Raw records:
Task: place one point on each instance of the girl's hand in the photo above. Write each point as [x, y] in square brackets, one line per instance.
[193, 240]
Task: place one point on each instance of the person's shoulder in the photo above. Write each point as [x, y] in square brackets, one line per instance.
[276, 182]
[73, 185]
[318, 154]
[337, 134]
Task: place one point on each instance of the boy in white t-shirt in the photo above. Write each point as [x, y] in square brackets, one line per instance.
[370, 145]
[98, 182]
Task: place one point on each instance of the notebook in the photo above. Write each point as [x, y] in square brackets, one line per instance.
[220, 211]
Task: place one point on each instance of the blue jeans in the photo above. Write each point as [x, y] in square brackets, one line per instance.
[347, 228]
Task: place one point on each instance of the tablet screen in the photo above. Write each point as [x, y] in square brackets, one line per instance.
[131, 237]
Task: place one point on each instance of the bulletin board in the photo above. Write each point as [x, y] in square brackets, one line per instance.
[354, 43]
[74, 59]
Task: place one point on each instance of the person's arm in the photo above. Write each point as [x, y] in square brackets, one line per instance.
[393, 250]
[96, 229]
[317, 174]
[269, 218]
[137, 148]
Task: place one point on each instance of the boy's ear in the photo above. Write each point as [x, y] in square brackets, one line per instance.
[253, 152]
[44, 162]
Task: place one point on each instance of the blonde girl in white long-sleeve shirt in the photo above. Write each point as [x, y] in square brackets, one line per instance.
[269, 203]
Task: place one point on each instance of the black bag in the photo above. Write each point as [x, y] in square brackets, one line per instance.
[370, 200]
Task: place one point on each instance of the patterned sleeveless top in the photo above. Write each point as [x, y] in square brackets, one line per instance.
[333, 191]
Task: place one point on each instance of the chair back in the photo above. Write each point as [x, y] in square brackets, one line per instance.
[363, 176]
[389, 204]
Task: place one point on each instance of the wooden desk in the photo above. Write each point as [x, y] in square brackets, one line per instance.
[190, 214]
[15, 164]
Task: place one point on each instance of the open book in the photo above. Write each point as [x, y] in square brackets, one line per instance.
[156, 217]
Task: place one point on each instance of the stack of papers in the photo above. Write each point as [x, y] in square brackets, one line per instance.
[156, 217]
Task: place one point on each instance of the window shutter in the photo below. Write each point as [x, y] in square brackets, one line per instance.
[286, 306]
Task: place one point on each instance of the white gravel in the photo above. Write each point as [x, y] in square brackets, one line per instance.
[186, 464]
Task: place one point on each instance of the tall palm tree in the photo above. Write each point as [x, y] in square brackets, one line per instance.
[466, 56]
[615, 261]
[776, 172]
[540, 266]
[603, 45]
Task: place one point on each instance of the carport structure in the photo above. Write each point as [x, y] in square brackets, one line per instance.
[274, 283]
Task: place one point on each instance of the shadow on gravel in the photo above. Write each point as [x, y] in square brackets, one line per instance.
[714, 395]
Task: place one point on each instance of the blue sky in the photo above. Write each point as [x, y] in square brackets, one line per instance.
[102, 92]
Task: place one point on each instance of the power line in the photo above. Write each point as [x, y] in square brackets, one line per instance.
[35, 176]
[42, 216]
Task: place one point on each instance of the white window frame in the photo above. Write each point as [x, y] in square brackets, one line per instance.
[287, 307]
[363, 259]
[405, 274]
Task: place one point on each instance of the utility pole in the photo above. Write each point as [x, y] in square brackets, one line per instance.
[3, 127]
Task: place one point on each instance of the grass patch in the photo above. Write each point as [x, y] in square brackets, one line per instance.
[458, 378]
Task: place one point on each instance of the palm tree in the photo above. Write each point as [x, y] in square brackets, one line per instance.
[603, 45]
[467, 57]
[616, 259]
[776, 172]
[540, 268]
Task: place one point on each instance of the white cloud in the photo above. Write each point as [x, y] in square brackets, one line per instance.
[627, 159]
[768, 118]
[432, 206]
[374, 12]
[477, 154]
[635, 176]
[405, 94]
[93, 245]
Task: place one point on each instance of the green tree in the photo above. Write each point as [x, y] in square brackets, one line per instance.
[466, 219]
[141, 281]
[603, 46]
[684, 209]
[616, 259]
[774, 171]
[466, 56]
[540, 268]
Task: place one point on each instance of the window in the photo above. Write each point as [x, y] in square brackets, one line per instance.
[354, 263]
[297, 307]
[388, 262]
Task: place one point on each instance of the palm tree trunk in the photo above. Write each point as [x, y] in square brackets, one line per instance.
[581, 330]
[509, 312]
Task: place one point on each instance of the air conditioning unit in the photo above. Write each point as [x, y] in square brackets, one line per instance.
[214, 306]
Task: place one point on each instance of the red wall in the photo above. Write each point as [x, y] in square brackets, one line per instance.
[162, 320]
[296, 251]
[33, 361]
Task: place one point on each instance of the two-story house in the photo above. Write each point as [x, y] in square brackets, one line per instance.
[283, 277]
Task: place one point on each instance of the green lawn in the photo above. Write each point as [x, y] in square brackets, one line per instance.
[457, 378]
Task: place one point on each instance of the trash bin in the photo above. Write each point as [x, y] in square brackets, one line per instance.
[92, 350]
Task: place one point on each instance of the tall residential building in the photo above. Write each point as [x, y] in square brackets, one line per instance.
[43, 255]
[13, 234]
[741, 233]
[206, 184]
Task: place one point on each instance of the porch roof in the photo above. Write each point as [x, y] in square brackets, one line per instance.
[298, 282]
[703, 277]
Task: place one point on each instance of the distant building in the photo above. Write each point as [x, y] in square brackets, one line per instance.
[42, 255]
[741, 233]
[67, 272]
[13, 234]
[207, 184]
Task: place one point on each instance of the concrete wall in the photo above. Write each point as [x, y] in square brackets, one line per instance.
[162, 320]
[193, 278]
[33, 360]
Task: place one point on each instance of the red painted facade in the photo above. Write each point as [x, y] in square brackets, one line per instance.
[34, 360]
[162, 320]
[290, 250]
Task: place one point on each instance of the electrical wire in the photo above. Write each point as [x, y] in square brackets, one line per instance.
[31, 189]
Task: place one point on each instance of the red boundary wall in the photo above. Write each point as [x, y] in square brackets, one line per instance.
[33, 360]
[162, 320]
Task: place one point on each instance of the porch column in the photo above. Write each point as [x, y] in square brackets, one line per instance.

The exercise: Recast every line of the material above as a numbered list, skipping any blank lines.

Expected answer:
1. Task: place one point on each instance of the girl's hand in the photo above. Write each point as [x, y] in square brackets, one line per instance.
2. [193, 240]
3. Task: place one point on each instance of the person's shoulder in the photo above. Write each point as [x, y] in square brackets, one line per instance.
4. [276, 182]
5. [73, 185]
6. [318, 154]
7. [337, 134]
8. Task: place one point on each instance of the boy in white t-shirt in the photo above. Write each point as [x, y] in square brackets, one line per instance.
9. [370, 145]
10. [98, 182]
11. Task: place one point on each instance of the notebook in the photo above. Write each point as [x, y] in square brackets, one line per instance.
12. [220, 211]
13. Task: place one point on each instance of the blue jeans in the photo above. Write each point as [x, y] in square brackets, one line per instance.
14. [347, 228]
15. Task: place one point on each instance of the tablet screen in the photo above. Write each point as [x, y] in square brackets, one line per instance.
16. [131, 237]
17. Task: place one point on each instance of the bulletin board in the photo above. Write each point as [x, y] in square brackets, one line per instance.
18. [354, 43]
19. [74, 59]
20. Task: place one point on each instance of the person's arm in the photo above. Write each point as [x, y] in square brackets, one line per instance.
21. [393, 250]
22. [96, 229]
23. [317, 174]
24. [269, 218]
25. [137, 148]
26. Task: place one point on each instance of the boy's ear in the photo above. Write each point as [x, y] in square brackets, one line per instance.
27. [253, 152]
28. [44, 162]
29. Task: place one point on each instance of the blonde girl in white long-sleeve shirt in the photo above. Write each point as [x, y] in square brackets, one line per instance.
30. [269, 203]
31. Task: place one point on each instance of the black bag in the photo above. Write each point as [x, y] in square brackets, one line per instance.
32. [370, 200]
33. Task: place one point on each instance of the patterned sleeveless top in the photo above. Write each point as [x, y] in square brackets, one line per instance.
34. [333, 191]
35. Task: place one point on each instance of the chair back in the photo above. Write each point as [x, y] in square brackets, one line per instance.
36. [363, 176]
37. [389, 204]
38. Task: place one point on each instance of the wooden desk in the photo above. Write each point as [x, y] in square brackets, one line per instance.
39. [190, 214]
40. [15, 164]
41. Task: place one point on each instance of the open book in the photo above. Write each point as [x, y] in square brackets, one line per instance.
42. [156, 217]
43. Task: place one point on each instance of the stack of papers in the photo above. Write each point as [x, y] in square brackets, one line per instance.
44. [156, 217]
45. Task: place one point on each instance of the window shutter in the photo below. Write each point as [x, y] in square brackets, one line per instance.
46. [286, 306]
47. Task: place one point on each instance of the white gravel in the photo above. Write each point as [x, y] in square brackets, one line per instance.
48. [186, 464]
49. Task: place one point on each instance of the tall palm tree in the photo above. Write each point as [x, y] in square brackets, one line per instance.
50. [466, 56]
51. [615, 261]
52. [776, 172]
53. [540, 266]
54. [603, 45]
55. Task: place one point on each instance of the carport structure in the photo above. Write each point as [x, y] in square brackets, one line per instance.
56. [274, 283]
57. Task: place one point on each instance of the shadow on gravel in the photo above. Write each point as [x, y] in square brackets, one line per instance.
58. [714, 395]
59. Task: place one point on each instance of the blue sky in the photo above. Write each point as [x, y] in square brackets, one line per instance.
60. [102, 92]
61. Task: place one point on each instance of the power line in the photo above. Write each point as [x, y] in square brackets, one line per instance.
62. [35, 176]
63. [42, 216]
64. Task: place one point on each instance of the white window frame in the photo above. Write each point as [x, y] in square brackets, one line per instance.
65. [287, 307]
66. [363, 259]
67. [405, 274]
68. Task: place one point on each instance of the utility pole in the photo above. Write each point as [x, y] in square brackets, one line per instance.
69. [3, 127]
70. Task: place one point on each instance of the grass patch in the photo above. Write each point as [x, y] in square brackets, one line per instance.
71. [458, 378]
72. Task: place one point on each instance of the palm tree in the photo above. Write each point as [x, y] in square brackets, one line per instance.
73. [603, 45]
74. [467, 57]
75. [616, 259]
76. [776, 172]
77. [540, 268]
78. Task: place one point on each instance of the white cloud in the photo above. Write each point as [x, y] in square brackets, one line per instance.
79. [627, 159]
80. [768, 118]
81. [432, 206]
82. [374, 12]
83. [477, 154]
84. [635, 176]
85. [405, 94]
86. [93, 245]
87. Task: place one point on each instance of the green tree in the photo above. Write each point as [x, y] in square brackets, one line per instance.
88. [466, 219]
89. [141, 281]
90. [603, 46]
91. [684, 209]
92. [616, 259]
93. [774, 171]
94. [466, 56]
95. [540, 268]
96. Task: place one point on each instance of the window in the photo above. Write each point as [x, y] in square brackets, one line per instance.
97. [354, 263]
98. [297, 307]
99. [388, 262]
100. Task: place one point on each instance of the palm tree trunk in the photo above. Write each point as [x, y] in square brackets, one line per instance.
101. [581, 330]
102. [509, 312]
103. Task: place one point on each instance of the air conditioning unit in the photo above. Write each point as [x, y] in square brackets, one line per instance.
104. [214, 306]
105. Task: place one point on each instance of the red wall in the photo above. Write each point as [x, y] in square brackets, one line per instance.
106. [162, 320]
107. [296, 251]
108. [33, 361]
109. Task: place one point on each instance of the two-story house in the photo above. Write each point as [x, y] in square brackets, one line per instance.
110. [283, 277]
111. Task: place one point on each instance of the green lawn in the photo above. Write each point as [x, y] in square brackets, one line per instance.
112. [457, 378]
113. Task: place one point on each instance of the trash bin in the photo above. Write each point as [x, y] in square brackets, one line per instance.
114. [92, 350]
115. Task: place one point on each instance of the tall residential building in the photo above. Write each point as [x, y] in square brackets, one line per instance.
116. [43, 255]
117. [13, 234]
118. [741, 233]
119. [206, 184]
120. Task: place one point on each instance of the porch roof in the photo above. Write each point as [x, y] in square brackets, one line per instance.
121. [298, 282]
122. [703, 277]
123. Task: place one point on each instance of the distant building in the photo above. Write each point as [x, y] in square brackets, one line per instance.
124. [42, 255]
125. [741, 233]
126. [67, 272]
127. [13, 234]
128. [207, 184]
129. Task: place one point on each instance of the concrete wall in the photo above. Write each point as [x, y] in square brackets, one line per instance.
130. [162, 320]
131. [193, 278]
132. [33, 360]
133. Task: place one point on each instance of the red painted facade in the photo above. Write each point as [x, y] in square brackets, one line per instance.
134. [34, 360]
135. [162, 320]
136. [290, 250]
137. Task: place one point on each instance of the electrical wire in the photo above. Write each point as [x, y] in square brackets, one line per instance.
138. [31, 189]
139. Task: place one point on each instance of the red boundary wall in the photo above. Write each point as [x, y] in square brackets, one line per instance.
140. [33, 360]
141. [162, 320]
142. Task: place one point on each instance of the porch column in the photo above. Write each point as [x, y] in square brackets, one line per instance.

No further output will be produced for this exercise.